### GIVEN RECORDS

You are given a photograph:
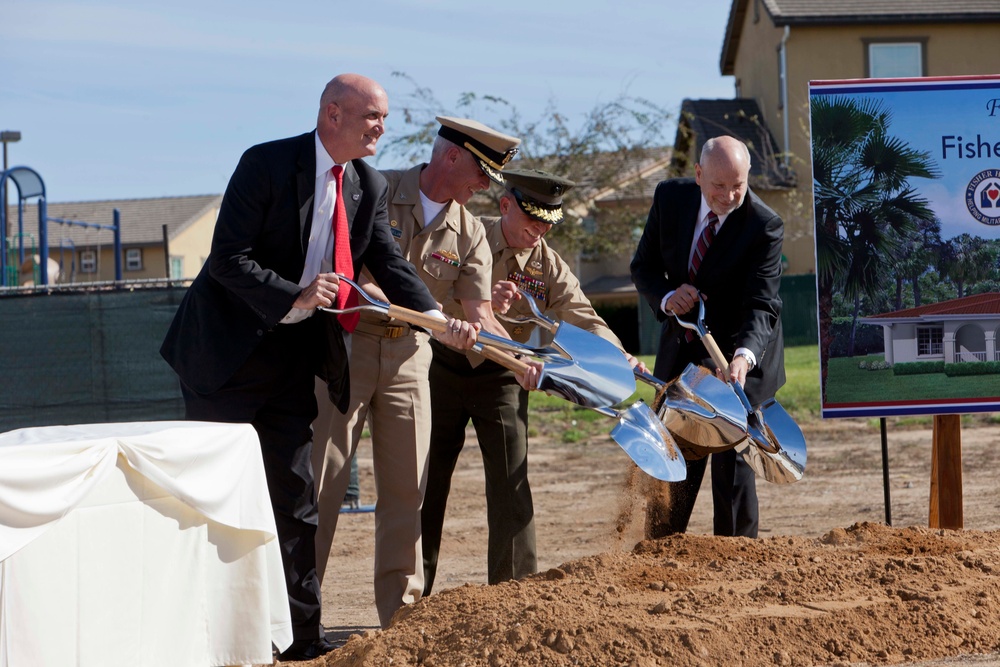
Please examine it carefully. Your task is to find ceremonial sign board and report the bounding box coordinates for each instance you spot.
[809,75,1000,417]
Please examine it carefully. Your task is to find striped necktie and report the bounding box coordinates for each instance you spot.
[688,213,719,284]
[684,212,719,343]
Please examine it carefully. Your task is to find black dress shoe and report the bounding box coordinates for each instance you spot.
[278,637,337,662]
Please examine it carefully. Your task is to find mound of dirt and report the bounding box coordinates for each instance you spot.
[270,420,1000,667]
[317,522,1000,667]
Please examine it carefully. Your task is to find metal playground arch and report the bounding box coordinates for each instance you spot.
[0,166,122,287]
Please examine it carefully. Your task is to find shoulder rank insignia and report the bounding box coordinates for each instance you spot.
[431,250,462,266]
[507,271,545,301]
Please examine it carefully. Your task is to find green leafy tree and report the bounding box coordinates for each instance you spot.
[892,218,942,310]
[811,96,938,391]
[940,234,997,299]
[379,72,673,257]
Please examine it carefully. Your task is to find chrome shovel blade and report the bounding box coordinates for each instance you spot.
[738,399,806,484]
[611,400,687,482]
[538,353,635,408]
[658,364,747,458]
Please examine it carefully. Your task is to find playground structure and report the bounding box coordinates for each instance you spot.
[0,166,122,287]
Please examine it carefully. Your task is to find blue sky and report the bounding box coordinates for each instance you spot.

### DIRECTIONS
Copy out the lines verbatim, starting at the line that contains "Please examine it carefully. Your task is to find green" and stopping after the line that contains "[658,364,747,458]".

### TASK SOLUTION
Please examine it carefully. Your task is to find green leafy tree and report the bounding box coordinates for each instance you spot.
[892,218,942,310]
[811,96,938,391]
[940,234,997,299]
[379,72,673,257]
Please examine it carefully. Your task is to find chrome shovel blade and report the bounding box coordinates for each instance you spot.
[738,399,806,484]
[611,400,687,482]
[538,353,635,408]
[658,364,747,458]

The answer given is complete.